--- START OF Materials provided ---

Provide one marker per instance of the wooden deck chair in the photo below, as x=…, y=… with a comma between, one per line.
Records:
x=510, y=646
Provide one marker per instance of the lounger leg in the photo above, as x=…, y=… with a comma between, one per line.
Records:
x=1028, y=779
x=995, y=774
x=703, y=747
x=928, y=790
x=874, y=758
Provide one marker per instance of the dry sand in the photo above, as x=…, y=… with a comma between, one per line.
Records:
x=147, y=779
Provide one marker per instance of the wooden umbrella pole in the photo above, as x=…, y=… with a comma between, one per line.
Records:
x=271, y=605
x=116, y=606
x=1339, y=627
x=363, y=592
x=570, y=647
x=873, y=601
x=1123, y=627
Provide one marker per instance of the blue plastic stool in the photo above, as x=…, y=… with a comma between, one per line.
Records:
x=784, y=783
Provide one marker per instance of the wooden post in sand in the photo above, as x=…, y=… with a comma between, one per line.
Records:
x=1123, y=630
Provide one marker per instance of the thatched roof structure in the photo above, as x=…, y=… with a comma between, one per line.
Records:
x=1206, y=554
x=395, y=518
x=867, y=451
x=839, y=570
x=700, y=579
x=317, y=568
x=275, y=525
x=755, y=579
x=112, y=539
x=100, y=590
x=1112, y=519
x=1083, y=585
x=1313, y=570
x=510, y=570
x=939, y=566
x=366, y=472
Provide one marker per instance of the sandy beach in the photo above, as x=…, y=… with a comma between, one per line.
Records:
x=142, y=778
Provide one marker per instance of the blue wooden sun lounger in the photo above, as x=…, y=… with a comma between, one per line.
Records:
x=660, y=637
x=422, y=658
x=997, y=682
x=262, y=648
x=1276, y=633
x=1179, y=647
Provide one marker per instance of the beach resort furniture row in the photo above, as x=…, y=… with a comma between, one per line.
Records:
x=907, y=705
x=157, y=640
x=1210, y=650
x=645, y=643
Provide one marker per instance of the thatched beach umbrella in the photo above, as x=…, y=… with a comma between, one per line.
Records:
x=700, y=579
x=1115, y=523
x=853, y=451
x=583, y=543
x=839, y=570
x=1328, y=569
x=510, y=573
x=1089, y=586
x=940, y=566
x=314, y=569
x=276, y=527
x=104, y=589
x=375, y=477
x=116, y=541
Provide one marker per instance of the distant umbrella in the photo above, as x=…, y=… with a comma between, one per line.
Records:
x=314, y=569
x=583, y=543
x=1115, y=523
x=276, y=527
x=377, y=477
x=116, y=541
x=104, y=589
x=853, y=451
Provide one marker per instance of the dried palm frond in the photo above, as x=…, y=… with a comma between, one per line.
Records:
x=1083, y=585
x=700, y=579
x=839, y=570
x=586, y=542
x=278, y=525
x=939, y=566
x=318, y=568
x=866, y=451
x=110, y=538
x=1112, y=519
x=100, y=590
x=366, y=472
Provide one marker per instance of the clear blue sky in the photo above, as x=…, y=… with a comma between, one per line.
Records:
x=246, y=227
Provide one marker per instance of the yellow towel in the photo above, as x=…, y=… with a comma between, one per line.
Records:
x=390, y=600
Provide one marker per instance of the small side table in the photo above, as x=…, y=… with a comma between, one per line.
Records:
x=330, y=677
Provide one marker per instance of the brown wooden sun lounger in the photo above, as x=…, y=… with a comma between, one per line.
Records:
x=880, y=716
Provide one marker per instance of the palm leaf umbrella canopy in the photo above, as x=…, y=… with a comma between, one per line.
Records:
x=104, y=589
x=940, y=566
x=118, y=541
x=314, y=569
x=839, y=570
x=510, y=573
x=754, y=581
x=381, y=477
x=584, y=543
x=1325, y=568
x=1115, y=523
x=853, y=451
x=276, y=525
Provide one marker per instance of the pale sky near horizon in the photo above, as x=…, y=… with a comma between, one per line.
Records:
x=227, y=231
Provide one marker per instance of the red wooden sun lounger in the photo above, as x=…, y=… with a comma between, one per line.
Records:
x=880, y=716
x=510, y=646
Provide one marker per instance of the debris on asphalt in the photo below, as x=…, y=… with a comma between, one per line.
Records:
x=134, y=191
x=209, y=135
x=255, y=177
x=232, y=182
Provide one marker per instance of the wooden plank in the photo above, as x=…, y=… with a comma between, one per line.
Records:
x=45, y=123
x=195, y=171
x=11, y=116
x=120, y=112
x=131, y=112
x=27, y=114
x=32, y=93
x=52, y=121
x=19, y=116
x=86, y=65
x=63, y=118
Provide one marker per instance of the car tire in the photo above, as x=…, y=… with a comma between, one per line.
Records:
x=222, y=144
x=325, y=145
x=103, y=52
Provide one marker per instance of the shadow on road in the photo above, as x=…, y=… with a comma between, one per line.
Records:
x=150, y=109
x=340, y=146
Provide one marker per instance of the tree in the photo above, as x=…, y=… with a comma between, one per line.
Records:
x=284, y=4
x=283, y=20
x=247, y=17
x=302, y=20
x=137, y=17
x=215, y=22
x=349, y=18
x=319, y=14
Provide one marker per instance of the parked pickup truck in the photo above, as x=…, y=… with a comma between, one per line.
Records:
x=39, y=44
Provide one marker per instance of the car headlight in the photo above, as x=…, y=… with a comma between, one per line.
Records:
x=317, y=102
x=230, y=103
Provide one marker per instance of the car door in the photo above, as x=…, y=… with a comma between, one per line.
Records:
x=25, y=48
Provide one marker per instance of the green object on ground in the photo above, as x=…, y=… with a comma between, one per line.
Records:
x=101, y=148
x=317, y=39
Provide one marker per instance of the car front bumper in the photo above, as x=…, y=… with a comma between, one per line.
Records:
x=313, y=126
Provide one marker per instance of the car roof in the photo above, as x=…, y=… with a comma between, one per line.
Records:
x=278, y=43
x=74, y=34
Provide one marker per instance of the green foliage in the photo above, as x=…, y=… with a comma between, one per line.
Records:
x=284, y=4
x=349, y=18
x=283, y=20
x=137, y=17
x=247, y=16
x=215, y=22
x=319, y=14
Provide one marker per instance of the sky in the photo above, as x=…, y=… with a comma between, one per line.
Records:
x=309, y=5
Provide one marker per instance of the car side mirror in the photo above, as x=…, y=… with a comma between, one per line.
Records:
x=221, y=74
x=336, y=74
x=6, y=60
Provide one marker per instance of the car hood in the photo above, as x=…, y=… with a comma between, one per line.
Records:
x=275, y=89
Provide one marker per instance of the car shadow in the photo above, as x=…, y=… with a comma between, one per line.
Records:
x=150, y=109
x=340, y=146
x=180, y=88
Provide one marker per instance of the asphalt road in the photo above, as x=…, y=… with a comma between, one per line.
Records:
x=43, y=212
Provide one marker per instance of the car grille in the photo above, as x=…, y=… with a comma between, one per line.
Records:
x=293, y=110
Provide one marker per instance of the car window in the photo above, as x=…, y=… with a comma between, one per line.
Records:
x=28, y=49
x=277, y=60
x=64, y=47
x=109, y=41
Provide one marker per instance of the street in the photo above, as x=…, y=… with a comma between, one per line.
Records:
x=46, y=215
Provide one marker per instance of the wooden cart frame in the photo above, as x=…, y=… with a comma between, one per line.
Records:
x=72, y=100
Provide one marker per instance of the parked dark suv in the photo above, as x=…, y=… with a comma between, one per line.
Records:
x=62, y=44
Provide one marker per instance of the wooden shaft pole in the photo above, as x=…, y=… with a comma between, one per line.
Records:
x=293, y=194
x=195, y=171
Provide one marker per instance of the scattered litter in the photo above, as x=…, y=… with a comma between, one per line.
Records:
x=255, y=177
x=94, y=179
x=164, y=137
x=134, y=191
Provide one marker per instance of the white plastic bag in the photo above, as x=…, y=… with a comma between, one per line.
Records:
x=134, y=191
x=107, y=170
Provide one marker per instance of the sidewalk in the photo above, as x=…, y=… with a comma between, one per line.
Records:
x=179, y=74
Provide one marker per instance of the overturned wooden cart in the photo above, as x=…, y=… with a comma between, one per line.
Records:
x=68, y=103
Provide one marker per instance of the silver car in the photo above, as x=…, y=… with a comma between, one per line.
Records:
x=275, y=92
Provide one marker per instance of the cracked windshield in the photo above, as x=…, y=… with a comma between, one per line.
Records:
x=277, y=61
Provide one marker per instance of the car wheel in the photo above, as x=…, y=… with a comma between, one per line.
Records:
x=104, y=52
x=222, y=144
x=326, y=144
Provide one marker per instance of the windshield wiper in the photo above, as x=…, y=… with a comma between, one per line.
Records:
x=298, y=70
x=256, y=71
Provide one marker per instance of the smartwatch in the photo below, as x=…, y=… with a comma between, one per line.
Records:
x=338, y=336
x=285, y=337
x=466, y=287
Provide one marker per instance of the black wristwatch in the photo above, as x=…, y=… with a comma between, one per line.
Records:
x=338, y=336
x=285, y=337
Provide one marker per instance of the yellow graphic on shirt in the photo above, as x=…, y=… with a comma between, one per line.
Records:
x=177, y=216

--- END OF Materials provided ---

(Exercise):
Write out the rows from the start through the line containing "x=874, y=758", inclusive, replacing "marker" with "point" and leaving everything else unchanged.

(Result of the task):
Provide one point per instance of the wooden deck chair in the photo below, as x=…, y=… with a comma between, one per line.
Records:
x=510, y=646
Provide one point per instance of the lounger leg in the photo above, as x=…, y=… with a comma between, one per line.
Records:
x=1028, y=779
x=995, y=774
x=703, y=747
x=928, y=790
x=874, y=758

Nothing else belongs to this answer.